◆ AIM OF THE TASK:
Make an exact copy of the records below, leaving every image out.

------------------------------------------------

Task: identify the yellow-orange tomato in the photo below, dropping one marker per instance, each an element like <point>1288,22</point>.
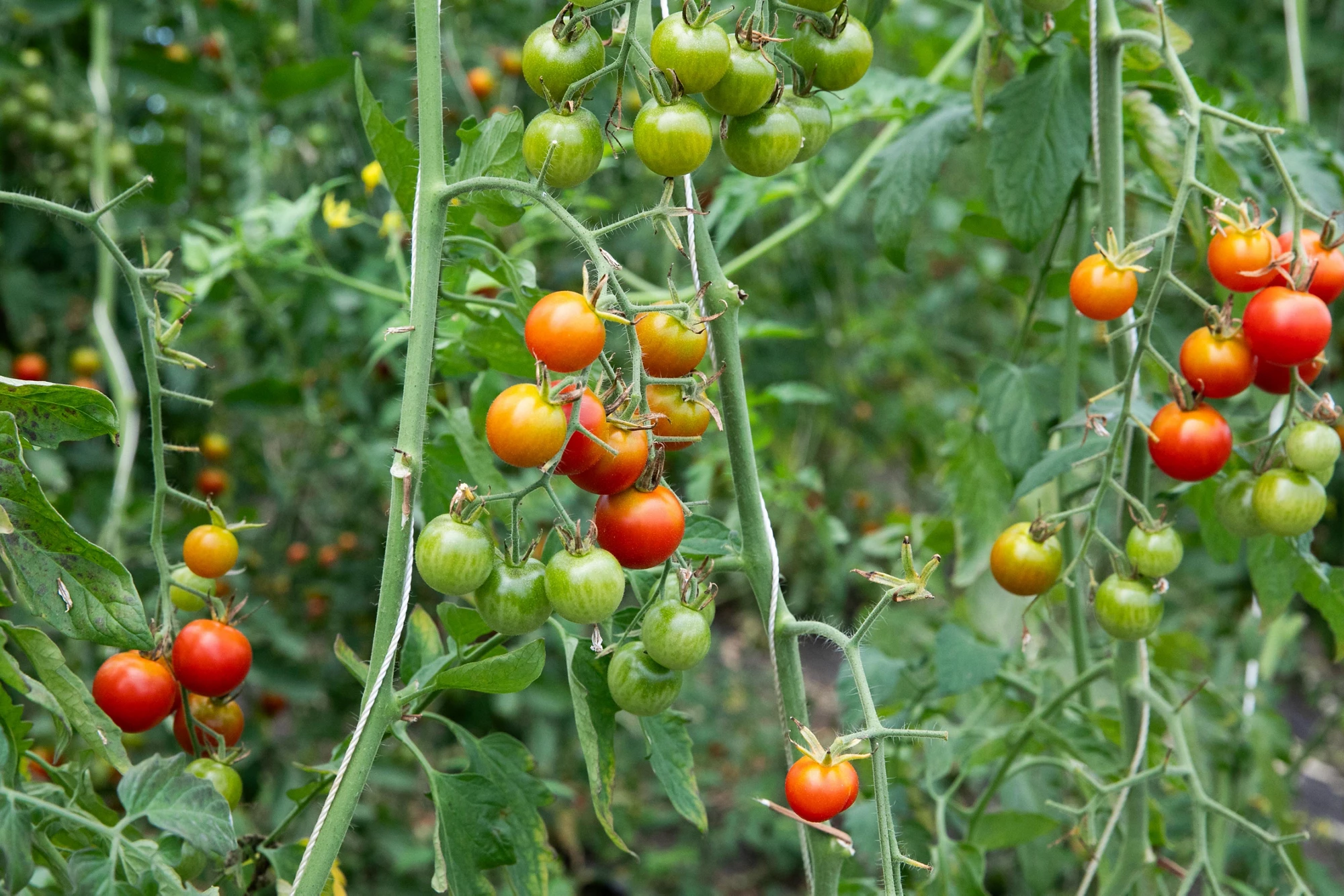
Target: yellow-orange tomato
<point>1101,291</point>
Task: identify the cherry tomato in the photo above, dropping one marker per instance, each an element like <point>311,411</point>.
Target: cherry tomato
<point>1288,502</point>
<point>581,453</point>
<point>673,140</point>
<point>185,600</point>
<point>1101,291</point>
<point>513,600</point>
<point>560,64</point>
<point>221,777</point>
<point>210,551</point>
<point>1155,554</point>
<point>1128,609</point>
<point>1287,327</point>
<point>212,482</point>
<point>765,142</point>
<point>640,529</point>
<point>747,85</point>
<point>1236,507</point>
<point>1218,366</point>
<point>525,429</point>
<point>675,635</point>
<point>585,588</point>
<point>639,684</point>
<point>1277,379</point>
<point>700,54</point>
<point>838,62</point>
<point>225,719</point>
<point>564,332</point>
<point>681,418</point>
<point>821,792</point>
<point>616,472</point>
<point>579,147</point>
<point>30,366</point>
<point>1022,565</point>
<point>85,361</point>
<point>454,558</point>
<point>814,118</point>
<point>135,691</point>
<point>669,347</point>
<point>1234,253</point>
<point>210,658</point>
<point>1329,281</point>
<point>1190,445</point>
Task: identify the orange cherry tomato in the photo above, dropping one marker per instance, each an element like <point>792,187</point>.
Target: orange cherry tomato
<point>564,332</point>
<point>523,428</point>
<point>1220,366</point>
<point>1100,291</point>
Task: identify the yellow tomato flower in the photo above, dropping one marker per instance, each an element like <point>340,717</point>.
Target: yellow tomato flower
<point>372,175</point>
<point>337,214</point>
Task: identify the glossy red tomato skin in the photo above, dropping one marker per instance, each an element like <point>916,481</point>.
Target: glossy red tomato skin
<point>564,332</point>
<point>640,529</point>
<point>819,793</point>
<point>1286,327</point>
<point>1100,291</point>
<point>1277,379</point>
<point>1221,367</point>
<point>523,428</point>
<point>1191,445</point>
<point>616,472</point>
<point>1329,281</point>
<point>212,659</point>
<point>135,691</point>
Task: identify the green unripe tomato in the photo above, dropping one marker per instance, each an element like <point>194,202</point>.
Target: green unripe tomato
<point>560,64</point>
<point>675,635</point>
<point>700,57</point>
<point>1288,502</point>
<point>814,116</point>
<point>1312,447</point>
<point>748,84</point>
<point>639,684</point>
<point>186,600</point>
<point>513,600</point>
<point>673,140</point>
<point>838,62</point>
<point>764,143</point>
<point>585,588</point>
<point>224,778</point>
<point>1234,508</point>
<point>454,558</point>
<point>1128,609</point>
<point>579,147</point>
<point>1155,554</point>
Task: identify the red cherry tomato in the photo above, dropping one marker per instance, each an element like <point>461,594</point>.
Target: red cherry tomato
<point>1277,379</point>
<point>1286,327</point>
<point>1234,253</point>
<point>564,332</point>
<point>135,691</point>
<point>818,792</point>
<point>640,529</point>
<point>1220,366</point>
<point>1329,281</point>
<point>210,658</point>
<point>1190,445</point>
<point>616,472</point>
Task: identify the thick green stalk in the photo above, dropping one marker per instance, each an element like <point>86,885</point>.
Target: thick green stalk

------------------------------------------------

◆ RESPONSE:
Task: identify the yellow-orange tomato in the photo below, dropping one marker per instance, each an element like <point>1288,22</point>.
Target: yellow-orange tomato
<point>1101,291</point>
Task: identify the cherry tomato in the photo above, dropping one marker per instance, each an element like <point>311,411</point>.
Target: cherry tomato
<point>1288,502</point>
<point>581,453</point>
<point>673,140</point>
<point>185,600</point>
<point>1101,291</point>
<point>513,600</point>
<point>560,64</point>
<point>221,777</point>
<point>210,551</point>
<point>1155,554</point>
<point>1128,609</point>
<point>1287,327</point>
<point>212,482</point>
<point>765,142</point>
<point>640,529</point>
<point>747,85</point>
<point>1236,507</point>
<point>1218,366</point>
<point>525,429</point>
<point>675,635</point>
<point>585,588</point>
<point>639,684</point>
<point>1277,379</point>
<point>700,54</point>
<point>838,62</point>
<point>225,719</point>
<point>564,332</point>
<point>681,418</point>
<point>821,792</point>
<point>616,472</point>
<point>579,147</point>
<point>30,366</point>
<point>1022,565</point>
<point>85,361</point>
<point>454,558</point>
<point>814,118</point>
<point>135,691</point>
<point>669,347</point>
<point>1234,253</point>
<point>210,658</point>
<point>1329,281</point>
<point>1190,445</point>
Task: identify the orange cherry tomato in the photo above, dropping one marker per instance, each an element like <point>792,187</point>.
Target: orange cherry tomato
<point>564,332</point>
<point>523,428</point>
<point>1220,366</point>
<point>1100,291</point>
Task: identify the yellow tomato flower in the photo above, dropping one marker per instance, each an element like <point>340,717</point>.
Target: yellow tomato flower
<point>372,175</point>
<point>337,214</point>
Task: identify the glossy red tomato skin in the photo above, dropping one marker per instance, each an element like <point>916,481</point>.
Target: glossy red tomato skin
<point>564,332</point>
<point>640,529</point>
<point>819,793</point>
<point>1286,327</point>
<point>1100,291</point>
<point>1277,379</point>
<point>1221,367</point>
<point>523,428</point>
<point>1191,445</point>
<point>616,472</point>
<point>1329,281</point>
<point>212,659</point>
<point>135,691</point>
Task: identify the green unripe tomato in the photo above, dropping one marker per instance, each an element like <point>194,202</point>.
Target: green unripe tomato
<point>560,64</point>
<point>675,635</point>
<point>700,57</point>
<point>1288,502</point>
<point>814,116</point>
<point>1312,447</point>
<point>748,84</point>
<point>639,684</point>
<point>186,600</point>
<point>513,600</point>
<point>673,140</point>
<point>838,62</point>
<point>764,143</point>
<point>585,588</point>
<point>224,778</point>
<point>1234,508</point>
<point>454,558</point>
<point>1128,609</point>
<point>579,147</point>
<point>1155,554</point>
Task: identify the red cherry tomato in the photo above, dropping one marker per instance, each an element like <point>461,594</point>.
Target: red cherry tomato
<point>1277,379</point>
<point>1286,327</point>
<point>1234,253</point>
<point>564,332</point>
<point>135,691</point>
<point>818,792</point>
<point>640,529</point>
<point>1220,366</point>
<point>1329,281</point>
<point>210,658</point>
<point>1190,445</point>
<point>616,472</point>
Task: identify the thick green stalk in the photo above, dropping one marker per instance, each an element like <point>86,885</point>.
Target: thick green stalk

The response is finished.